▶ _Teks Bacaan_
....................
OLEH: Abd. Rahman Hamid, Dosen Sejarah UIN Raden Intan Lampung
Peristiwa politik tidak selalu berdampak bagi semua aspek kehidupan manusia. Pasca Perang Makassar (1666-1669), ambil contoh, budaya bahari di kalangan pedagang Wajo justeru semakin berkembang. Ini ditandai oleh kodifikasi hukum pelayaran dan perniagaan pada 1 April 1676 atas inisiatif Amanna Gappa. Ini merupakan hukum laut pertama dalam sejarah Indonesia dan kedua di Asia Tenggara setelah Undang-undang Laut Melaka abad ke-15.
Siapa sesungguhnya Amanna Gappa? Nama lengkapnya La Patello’ Amanna Gappa. Sebelum menjadi matoaWajo yang ketiga, ia tinggal di Ujung Pandang sebagai pelaut dan pedagang. Pengangkatannya sebagai matoa dilandasi oleh dua pertimbangan. Pertama, memiliki pengetahuan dan pemahaman yang luas mengenai cara berlayar dan berniaga. Kedua, mempunyai banyak pengalaman dalam menerapkan hukum pelayaran dan perniagaan (Abidin 1979).
Dalam tradisi politik lokal, jabatan matoa diperuntukan bagi orang-orang yang memiliki kualitas pribadi unggul, karena ia kelak menjadi teladan bagi semua orang yang dipimpinnya. Calon matoa harus mampu berlaku jujur dan adil dalam kehidupan pribadi dan bermasyarakat. Ia baik hati dan penyayang kepada sesama manusia. Cakap berbicara dan memiliki budi pekerti yang baik dan bijaksana. Yang juga tidak kalah penting, dia berasal dari keluarga baik. Dia pandai dalam urusan hukum adat dan kebiasaan. Calon matoa harus menghormati harkat dan martabat manusia (Abidin 1979:9).
....................
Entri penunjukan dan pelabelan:

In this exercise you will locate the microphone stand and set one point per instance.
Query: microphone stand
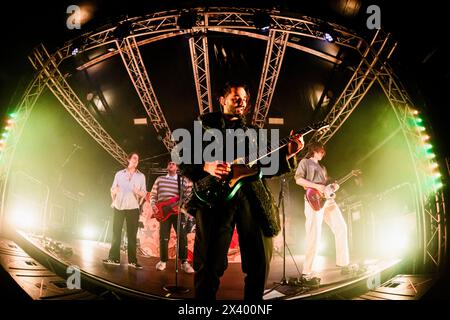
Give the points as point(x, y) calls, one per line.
point(176, 288)
point(283, 280)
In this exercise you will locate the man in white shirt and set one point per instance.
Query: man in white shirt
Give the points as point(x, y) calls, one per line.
point(127, 189)
point(311, 174)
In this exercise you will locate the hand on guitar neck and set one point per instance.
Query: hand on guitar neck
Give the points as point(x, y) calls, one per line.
point(217, 168)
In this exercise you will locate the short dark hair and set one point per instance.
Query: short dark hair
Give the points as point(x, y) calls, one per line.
point(131, 154)
point(226, 89)
point(314, 147)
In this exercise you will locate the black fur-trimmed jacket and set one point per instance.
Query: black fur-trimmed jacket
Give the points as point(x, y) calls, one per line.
point(260, 197)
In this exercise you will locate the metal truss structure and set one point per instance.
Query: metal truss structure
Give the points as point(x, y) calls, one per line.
point(134, 64)
point(198, 46)
point(276, 47)
point(58, 85)
point(240, 22)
....................
▶ _Soal dan Tugas_
**A)** Tuliskan kembali bagian teks bacaan mulai dari "Siapa sesungguhnya Amanna" sampai dengan "perniagaan (Abidin 1979).", dengan mengganti "pelaut" menjadi "nakhoda".
**B)** Ubahlah baris-baris dalam catatan, mulai dari baris yang memuat "In this exercise you will locate the hand" sampai dengan baris yang memuat "point(217, 168)", menjadi daftar bernomor tanpa baris kosong.

▶ _Jawaban Tugas_
**A)**
Siapa sesungguhnya Amanna Gappa? Nama lengkapnya La Patello’ Amanna Gappa. Sebelum menjadi matoaWajo yang ketiga, ia tinggal di Ujung Pandang sebagai nakhoda dan pedagang. Pengangkatannya sebagai matoa dilandasi oleh dua pertimbangan. Pertama, memiliki pengetahuan dan pemahaman yang luas mengenai cara berlayar dan berniaga. Kedua, mempunyai banyak pengalaman dalam menerapkan hukum pelayaran dan perniagaan (Abidin 1979).

**B)**
1. In this exercise you will locate the hand on guitar neck and set one point per instance.
2. Query: hand on guitar neck
3. Give the points as point(x, y) calls, one per line.
4. point(217, 168)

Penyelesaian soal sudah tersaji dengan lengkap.